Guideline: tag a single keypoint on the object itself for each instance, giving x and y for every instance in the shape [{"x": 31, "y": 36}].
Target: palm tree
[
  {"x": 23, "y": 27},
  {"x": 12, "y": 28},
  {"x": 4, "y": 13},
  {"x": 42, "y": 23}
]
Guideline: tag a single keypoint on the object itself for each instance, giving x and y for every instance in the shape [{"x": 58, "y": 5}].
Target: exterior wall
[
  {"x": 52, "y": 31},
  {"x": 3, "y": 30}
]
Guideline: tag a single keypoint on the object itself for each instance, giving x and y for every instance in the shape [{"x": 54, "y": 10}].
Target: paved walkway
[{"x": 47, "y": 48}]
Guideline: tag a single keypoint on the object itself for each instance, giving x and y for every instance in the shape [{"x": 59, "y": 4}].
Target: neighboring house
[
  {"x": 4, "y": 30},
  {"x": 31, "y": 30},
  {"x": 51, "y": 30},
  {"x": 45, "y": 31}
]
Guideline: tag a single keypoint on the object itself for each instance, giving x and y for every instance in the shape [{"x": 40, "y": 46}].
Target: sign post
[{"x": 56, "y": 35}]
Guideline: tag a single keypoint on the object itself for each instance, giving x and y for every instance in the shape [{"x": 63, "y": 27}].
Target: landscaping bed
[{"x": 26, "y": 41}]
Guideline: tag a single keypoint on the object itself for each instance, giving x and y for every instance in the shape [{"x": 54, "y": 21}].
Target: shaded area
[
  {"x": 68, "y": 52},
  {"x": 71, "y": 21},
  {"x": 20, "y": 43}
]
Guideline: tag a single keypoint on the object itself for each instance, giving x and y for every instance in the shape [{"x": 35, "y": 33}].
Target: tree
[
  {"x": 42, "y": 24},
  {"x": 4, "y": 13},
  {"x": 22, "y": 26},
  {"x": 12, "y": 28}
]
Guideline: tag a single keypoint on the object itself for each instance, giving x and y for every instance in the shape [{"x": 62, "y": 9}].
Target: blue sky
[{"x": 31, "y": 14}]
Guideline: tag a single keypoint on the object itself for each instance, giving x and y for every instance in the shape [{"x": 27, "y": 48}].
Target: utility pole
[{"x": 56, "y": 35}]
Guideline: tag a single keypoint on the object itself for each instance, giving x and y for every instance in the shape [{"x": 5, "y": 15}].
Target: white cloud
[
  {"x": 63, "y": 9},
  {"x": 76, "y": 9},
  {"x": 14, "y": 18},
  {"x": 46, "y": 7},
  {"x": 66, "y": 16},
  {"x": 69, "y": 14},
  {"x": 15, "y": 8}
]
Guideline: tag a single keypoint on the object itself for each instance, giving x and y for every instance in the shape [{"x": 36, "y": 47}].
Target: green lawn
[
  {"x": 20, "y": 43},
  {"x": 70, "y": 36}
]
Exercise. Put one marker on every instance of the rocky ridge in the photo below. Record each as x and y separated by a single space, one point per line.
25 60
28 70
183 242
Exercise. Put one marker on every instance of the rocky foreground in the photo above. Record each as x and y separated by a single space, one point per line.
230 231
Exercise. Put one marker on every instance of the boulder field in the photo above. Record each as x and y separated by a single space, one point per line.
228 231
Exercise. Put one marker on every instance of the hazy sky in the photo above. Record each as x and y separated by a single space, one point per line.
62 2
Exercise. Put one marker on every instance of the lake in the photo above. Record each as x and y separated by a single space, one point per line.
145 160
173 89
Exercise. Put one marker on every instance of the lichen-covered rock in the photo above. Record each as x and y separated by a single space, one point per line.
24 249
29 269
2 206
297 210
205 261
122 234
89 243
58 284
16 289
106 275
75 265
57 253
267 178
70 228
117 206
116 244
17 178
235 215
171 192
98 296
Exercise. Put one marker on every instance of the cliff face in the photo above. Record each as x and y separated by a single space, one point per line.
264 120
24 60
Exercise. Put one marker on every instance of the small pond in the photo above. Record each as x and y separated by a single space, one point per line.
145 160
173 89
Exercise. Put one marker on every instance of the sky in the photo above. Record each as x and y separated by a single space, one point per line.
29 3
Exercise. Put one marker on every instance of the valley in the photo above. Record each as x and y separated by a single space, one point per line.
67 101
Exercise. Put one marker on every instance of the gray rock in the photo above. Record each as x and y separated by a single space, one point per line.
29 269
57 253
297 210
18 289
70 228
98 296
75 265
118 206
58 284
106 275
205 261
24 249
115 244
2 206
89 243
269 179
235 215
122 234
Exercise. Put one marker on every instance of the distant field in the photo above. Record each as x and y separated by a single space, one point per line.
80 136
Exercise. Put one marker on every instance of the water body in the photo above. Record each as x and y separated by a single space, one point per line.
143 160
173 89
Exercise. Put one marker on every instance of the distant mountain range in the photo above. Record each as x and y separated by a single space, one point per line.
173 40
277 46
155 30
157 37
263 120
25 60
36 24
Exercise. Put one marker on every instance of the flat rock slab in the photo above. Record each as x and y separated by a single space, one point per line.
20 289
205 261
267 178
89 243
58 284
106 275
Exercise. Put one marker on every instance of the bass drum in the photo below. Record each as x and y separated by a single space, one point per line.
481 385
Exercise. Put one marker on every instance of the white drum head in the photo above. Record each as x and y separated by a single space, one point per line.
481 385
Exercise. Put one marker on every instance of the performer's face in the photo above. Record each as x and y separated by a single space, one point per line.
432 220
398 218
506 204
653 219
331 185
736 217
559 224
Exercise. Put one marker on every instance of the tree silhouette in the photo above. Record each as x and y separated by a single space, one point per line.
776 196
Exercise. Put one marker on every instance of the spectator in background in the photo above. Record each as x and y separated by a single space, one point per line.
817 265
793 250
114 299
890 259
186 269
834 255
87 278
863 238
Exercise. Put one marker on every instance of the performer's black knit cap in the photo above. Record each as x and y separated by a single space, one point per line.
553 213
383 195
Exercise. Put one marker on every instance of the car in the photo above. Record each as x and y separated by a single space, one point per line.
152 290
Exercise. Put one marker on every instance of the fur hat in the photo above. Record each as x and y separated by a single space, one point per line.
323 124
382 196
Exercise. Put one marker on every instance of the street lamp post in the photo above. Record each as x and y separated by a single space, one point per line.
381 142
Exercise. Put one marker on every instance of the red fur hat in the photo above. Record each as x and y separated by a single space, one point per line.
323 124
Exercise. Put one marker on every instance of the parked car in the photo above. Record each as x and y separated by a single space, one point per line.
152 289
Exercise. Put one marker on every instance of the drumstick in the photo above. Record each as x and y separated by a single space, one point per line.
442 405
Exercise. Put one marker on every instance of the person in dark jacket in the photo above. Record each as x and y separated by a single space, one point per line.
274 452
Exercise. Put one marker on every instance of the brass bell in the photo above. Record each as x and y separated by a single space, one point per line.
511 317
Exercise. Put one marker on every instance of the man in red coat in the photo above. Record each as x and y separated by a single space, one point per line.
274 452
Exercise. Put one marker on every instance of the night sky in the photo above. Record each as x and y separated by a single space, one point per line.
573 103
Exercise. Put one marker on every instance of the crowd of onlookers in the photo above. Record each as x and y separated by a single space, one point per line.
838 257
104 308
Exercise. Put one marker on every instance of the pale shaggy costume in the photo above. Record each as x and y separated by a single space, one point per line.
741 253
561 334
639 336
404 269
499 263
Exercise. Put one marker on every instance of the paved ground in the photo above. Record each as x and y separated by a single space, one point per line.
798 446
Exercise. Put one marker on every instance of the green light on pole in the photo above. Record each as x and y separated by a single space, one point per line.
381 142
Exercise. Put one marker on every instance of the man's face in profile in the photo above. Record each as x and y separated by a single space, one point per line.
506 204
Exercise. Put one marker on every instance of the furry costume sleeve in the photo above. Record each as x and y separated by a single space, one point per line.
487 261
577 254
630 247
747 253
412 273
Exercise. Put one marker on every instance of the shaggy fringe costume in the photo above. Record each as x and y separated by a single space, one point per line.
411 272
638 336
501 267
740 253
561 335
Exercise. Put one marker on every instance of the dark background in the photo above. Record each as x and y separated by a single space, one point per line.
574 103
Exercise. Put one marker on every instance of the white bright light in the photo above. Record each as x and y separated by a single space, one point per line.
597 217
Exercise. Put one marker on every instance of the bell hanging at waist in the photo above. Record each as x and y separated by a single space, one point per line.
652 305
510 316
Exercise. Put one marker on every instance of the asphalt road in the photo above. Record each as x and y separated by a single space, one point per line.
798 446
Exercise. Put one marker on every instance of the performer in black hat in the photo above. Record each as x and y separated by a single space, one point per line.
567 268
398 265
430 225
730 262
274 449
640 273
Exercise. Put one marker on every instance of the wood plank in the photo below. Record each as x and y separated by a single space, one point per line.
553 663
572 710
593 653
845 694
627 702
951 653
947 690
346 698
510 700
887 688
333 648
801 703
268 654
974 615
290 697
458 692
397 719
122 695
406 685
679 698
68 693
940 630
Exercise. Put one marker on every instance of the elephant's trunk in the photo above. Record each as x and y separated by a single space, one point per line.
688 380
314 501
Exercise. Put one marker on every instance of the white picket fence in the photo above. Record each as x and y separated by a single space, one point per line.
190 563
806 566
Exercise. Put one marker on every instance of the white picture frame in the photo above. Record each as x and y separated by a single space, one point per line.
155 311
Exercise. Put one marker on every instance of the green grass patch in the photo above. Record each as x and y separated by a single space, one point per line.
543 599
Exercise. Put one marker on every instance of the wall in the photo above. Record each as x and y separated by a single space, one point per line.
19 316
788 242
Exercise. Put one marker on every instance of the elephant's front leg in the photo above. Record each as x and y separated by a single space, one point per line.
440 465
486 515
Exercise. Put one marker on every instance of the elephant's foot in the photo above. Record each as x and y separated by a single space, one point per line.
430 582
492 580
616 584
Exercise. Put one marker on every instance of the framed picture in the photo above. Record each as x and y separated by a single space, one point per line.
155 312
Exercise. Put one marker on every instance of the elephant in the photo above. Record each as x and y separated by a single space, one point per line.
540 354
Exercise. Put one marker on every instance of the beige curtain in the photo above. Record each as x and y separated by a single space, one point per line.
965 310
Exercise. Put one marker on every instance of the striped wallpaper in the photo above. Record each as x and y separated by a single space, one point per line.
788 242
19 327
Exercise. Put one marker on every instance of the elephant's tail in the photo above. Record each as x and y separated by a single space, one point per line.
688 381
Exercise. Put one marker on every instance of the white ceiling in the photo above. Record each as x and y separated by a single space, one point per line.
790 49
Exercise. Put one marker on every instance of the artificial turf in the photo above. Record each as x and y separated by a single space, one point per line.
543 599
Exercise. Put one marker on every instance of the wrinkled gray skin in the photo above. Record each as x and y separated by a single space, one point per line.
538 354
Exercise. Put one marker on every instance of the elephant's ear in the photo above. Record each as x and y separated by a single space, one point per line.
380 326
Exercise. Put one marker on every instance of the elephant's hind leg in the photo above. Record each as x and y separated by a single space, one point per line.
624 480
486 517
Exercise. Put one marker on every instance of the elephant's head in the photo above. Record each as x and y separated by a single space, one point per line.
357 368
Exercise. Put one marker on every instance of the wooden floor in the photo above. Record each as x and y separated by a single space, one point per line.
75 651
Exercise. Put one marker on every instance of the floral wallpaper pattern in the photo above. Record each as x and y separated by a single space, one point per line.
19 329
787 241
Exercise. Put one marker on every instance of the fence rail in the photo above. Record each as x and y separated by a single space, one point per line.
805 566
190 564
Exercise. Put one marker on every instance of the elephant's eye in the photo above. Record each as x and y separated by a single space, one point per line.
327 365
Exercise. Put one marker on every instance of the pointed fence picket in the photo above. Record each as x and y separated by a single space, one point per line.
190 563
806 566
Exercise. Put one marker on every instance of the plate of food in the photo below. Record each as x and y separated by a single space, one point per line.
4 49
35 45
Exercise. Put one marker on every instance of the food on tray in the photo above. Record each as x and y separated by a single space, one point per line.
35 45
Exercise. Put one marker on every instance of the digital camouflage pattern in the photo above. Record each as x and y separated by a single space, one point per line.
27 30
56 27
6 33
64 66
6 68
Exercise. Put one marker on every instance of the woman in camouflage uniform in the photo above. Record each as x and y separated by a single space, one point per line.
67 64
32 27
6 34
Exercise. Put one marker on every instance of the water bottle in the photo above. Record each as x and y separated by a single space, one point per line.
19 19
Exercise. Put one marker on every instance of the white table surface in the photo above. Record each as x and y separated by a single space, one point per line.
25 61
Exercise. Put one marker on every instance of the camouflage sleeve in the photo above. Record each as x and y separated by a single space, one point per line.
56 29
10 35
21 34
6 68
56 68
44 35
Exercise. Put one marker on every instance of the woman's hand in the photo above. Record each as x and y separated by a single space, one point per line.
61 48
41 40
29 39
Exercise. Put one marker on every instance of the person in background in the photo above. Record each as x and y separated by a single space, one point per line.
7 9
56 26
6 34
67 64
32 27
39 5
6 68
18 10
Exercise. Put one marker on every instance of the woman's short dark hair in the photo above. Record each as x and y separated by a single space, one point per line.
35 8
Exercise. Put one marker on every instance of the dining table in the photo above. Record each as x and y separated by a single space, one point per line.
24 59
━━━━
Retrieve each line from the records above where the word "object" occurs.

Guideline: tag a single keypoint on the object itself for each instance, giving x and y for every instance in the shape [{"x": 31, "y": 36}].
Guideline: tag a single keypoint on the object itself for each instance, giving x and y for every instance in the shape [{"x": 58, "y": 5}].
Guideline: tag a single keypoint on the object itself for each instance, giving x and y for every instance in the shape [{"x": 54, "y": 10}].
Guideline: tag a single keypoint on the object itself for each instance, giving x and y for every instance in the shape [{"x": 59, "y": 4}].
Guideline: tag a single keypoint on the object itself for each instance, giving x and y for every instance in the shape [{"x": 40, "y": 46}].
Guideline: tag a single keypoint on the object itself for each instance, giving x and y for every instance in the shape [{"x": 63, "y": 27}].
Guideline: tag a single keypoint on the object itself for each instance, giving x and y for every instance in the shape [{"x": 54, "y": 21}].
Guideline: tag a single keypoint on the object itself for each instance, giving x and y for every instance in the shape [{"x": 35, "y": 33}].
Guideline: tag a single keypoint on the object itself for each instance, giving x and y for every instance in the shape [{"x": 62, "y": 9}].
Guideline: tag a single keypoint on the object itself for each instance, giving x and y for every instance in the shape [{"x": 27, "y": 48}].
Guideline: tag a single keypoint on the object itself for each instance, giving x and y for every instance in the shape [{"x": 5, "y": 15}].
Guideline: tag a single keypoint on the object itself for each instance, giving x and y for every instance in the shape [{"x": 36, "y": 47}].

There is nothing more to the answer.